_Exercise prompt_
Reproduce every line of the records below verbatim, keeping each character and line break unchanged.

_Records for this exercise_
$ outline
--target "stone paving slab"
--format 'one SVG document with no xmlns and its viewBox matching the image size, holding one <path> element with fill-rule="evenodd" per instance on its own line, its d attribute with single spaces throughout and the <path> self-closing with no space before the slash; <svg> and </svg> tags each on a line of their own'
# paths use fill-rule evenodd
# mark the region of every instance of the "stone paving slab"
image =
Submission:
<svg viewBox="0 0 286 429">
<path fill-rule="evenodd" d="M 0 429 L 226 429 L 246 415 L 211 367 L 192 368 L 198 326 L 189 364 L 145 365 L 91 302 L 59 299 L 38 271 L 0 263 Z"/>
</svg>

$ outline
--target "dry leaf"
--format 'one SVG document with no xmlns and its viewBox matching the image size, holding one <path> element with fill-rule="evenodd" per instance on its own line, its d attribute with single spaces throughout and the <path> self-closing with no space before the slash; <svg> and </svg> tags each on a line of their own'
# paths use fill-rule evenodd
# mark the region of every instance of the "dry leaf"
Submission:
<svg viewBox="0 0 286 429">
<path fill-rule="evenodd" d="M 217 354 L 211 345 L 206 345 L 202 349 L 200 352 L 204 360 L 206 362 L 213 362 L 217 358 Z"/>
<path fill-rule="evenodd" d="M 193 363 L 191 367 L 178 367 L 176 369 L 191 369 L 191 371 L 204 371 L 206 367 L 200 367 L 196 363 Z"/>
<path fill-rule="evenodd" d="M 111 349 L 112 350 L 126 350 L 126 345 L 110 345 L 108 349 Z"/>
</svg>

_Result_
$ outline
--target "stone paving slab"
--format 'one SVG document with no xmlns and its viewBox matching the image size, holding one <path> element with fill-rule="evenodd" per instance on its own line, its d attribute with single spaces throughout and the <path> self-closing with no space before the slash; <svg> and </svg> tags each on a line of their own'
# paths use fill-rule evenodd
# mark the region of every instance of the "stone paving slab"
image =
Submission:
<svg viewBox="0 0 286 429">
<path fill-rule="evenodd" d="M 0 429 L 226 429 L 246 415 L 211 367 L 192 368 L 198 326 L 189 364 L 145 365 L 91 302 L 59 299 L 38 271 L 0 263 Z"/>
</svg>

$ outline
--target "dry leaf"
--format 'one SVG document with no xmlns and its viewBox matching the image size, holding one <path> element with fill-rule="evenodd" per instance on its own line, its d attribute with single spaces throughout and the <path> self-closing with no space before the slash; <svg> and </svg> tags each on a line of their own'
# paths use fill-rule evenodd
# mark the region of every instance of the "dry leaf"
Submission:
<svg viewBox="0 0 286 429">
<path fill-rule="evenodd" d="M 217 354 L 211 345 L 206 345 L 202 349 L 200 352 L 204 360 L 206 362 L 213 362 L 217 358 Z"/>
<path fill-rule="evenodd" d="M 193 363 L 191 367 L 178 367 L 176 369 L 191 369 L 191 371 L 204 371 L 206 367 L 200 367 L 196 363 Z"/>
<path fill-rule="evenodd" d="M 111 349 L 112 350 L 126 350 L 126 345 L 110 345 L 108 349 Z"/>
</svg>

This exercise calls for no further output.